COMPLETE THE FOLLOWING
**a.** In the blog post on AAP's prospects in Punjab, how many seats did AAP ultimately win in the 2014 General Election?
**b.** Write the next part of the blog post on AAP's prospects in Punjab, starting after its final sentence.

Sunday 8 January 2017

Spotting AAP's Election Tsunami in Punjab: Umeed & Badlaav (Hope & Change)

It was May of 2014 and I found myself sitting in a crowded TV studio discussing a news channel’s exit poll for the just completed General Election with a couple of days still to go for counting day. As we went from state to state it was becoming painfully obvious, even keeping in mind the unreliability of exit polls, that a Modi wave had swept across northern and western India; ‘a northwest monsoon’ as Rajdeep Sardesai described it. I really did not have much to say as the Modi supporters on the panel crowed with pleasure and rubbed it in. It was not the most pleasant experience. Then came Punjab’s turn and the smug pollster informed us that the Aam Aadmi Party (AAP) would get wiped out even in a state where it was believed certain to open its account. Apparently the Modi wave had breached Punjab’s defences as well. However, by then I was certain that Bhagwant Mann was sweeping to victory in Sangrur and there was a corresponding groundswell for AAP in the rest of Punjab’s Malwa heartland. AAP would ultimately win four seats and come very close to winning two or three others. Anyway I awoke from my stupor on the show to contradict the pollster and said that I had first-hand knowledge of what was going on in Punjab, it being my home state, and his figures were completely wrong. The pompous pollster informed me that AAP’s much vaunted support in Punjab had been a mirage and that his numbers never lied. I was going to advise him on air about which part of his anatomy he could stick his poll number but for once, thankfully, I chose to keep my own counsel. I’ve never returned to a TV studio since. Life is too short.

STORED ROWS

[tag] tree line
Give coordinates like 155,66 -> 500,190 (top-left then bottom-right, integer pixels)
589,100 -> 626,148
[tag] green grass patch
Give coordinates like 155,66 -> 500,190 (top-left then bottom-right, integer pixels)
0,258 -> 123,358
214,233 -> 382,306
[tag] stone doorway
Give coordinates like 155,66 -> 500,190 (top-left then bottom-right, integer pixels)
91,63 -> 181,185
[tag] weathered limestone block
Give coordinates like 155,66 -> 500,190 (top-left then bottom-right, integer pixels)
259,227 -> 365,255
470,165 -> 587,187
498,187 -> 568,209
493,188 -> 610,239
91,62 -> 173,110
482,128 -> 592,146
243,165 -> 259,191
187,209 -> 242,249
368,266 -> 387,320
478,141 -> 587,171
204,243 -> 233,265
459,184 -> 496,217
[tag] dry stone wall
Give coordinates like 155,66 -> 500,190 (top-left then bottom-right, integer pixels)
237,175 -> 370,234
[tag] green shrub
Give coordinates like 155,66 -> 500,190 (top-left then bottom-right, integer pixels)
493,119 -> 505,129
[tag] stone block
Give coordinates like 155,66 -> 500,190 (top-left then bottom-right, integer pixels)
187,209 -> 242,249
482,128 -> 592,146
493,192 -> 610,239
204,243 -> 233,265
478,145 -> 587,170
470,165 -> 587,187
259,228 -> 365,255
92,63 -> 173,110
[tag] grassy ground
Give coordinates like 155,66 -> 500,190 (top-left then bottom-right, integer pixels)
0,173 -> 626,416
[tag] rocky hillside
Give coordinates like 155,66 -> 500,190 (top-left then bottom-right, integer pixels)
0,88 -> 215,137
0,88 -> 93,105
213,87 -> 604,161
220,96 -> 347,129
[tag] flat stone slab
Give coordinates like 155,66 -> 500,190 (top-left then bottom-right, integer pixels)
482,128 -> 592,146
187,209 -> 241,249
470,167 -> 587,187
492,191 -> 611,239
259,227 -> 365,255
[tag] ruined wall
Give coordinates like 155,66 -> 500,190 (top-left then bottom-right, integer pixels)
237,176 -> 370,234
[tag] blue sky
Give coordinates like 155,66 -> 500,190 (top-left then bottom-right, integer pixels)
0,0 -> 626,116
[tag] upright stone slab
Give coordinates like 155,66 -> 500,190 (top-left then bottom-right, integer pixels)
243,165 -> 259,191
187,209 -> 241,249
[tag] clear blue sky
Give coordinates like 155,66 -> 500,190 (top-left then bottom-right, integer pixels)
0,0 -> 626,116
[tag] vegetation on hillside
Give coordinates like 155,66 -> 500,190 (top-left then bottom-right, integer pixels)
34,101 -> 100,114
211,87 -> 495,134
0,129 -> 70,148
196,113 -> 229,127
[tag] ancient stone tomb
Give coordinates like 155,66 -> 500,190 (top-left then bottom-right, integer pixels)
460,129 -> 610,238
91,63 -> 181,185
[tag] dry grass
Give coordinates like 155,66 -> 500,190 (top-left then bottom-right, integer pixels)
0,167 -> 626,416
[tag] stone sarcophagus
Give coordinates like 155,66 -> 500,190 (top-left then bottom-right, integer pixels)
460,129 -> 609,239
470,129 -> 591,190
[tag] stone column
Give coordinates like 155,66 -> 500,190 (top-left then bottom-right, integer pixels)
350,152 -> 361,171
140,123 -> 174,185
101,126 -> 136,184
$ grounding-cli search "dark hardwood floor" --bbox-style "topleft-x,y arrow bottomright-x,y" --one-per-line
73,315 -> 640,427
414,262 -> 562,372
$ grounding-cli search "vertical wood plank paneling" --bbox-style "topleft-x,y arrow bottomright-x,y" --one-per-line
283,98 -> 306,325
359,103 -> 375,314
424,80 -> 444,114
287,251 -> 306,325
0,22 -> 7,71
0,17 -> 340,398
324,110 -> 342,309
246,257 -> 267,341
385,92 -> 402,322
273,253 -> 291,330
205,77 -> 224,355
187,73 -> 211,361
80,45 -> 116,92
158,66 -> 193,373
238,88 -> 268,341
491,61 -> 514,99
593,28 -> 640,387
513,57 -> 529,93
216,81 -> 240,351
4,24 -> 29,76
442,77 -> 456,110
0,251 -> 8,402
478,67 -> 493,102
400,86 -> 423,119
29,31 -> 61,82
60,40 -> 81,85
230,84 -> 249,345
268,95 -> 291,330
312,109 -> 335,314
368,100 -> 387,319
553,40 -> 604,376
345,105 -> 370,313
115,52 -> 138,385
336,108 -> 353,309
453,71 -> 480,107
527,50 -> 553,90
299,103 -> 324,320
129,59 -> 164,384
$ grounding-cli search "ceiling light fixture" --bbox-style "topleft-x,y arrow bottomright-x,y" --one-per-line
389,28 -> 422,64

ANSWER SET
**a.** Four seats.

**b.**
My larger point being that pollsters have been unable or unwilling to spot the full extent of AAP’s support in election after election. They labelled AAP as a non-entity in the Delhi elections of 2013, they were oblivious to AAP’s Punjab in 2014, and were made to look completely incompetent by AAP’s Delhi sweep in 2015. If the first couple of polls in 2017 are anything to go by they are set to repeat the pattern in the run-up to next month’s Punjab assembly elections. What is it about AAP’s electoral fortunes that these pollsters have been unable to gauge the true scale of support? You would think the pollsters might undergo a bout of self-scrutiny and adjust their sample and methods to avoid being embarrassed again. Not that they were particularly accurate in Bihar either.

Like clockwork, after the elections were announced last weeks, opinion polls appear throwing cold water on AAP’s Punjab ambitions and all the so-called political experts of Lutyens’ Delhi start proclaiming that AAP is finished in Punjab. They claim AAP peaked too early during the summer, which is funny because these same worthies were claiming AAP was finished during the summer as well. So in the face of such mendacity I have no choice but to state clearly and unequivocally that Punjab voters are going to vote decisively in AAP’s favour on February 4th. In many ways the election is already over. (By the way, I would have much preferred to have continued writing my novel about Nehru instead of this blog, but there seems to be such a disconnect between the perception of the national media and the ground realities of Punjab I felt I had no choice but to break myself away from the joy of recreating the 1928 Calcutta Congress, now forgotten but of immense historical significance.)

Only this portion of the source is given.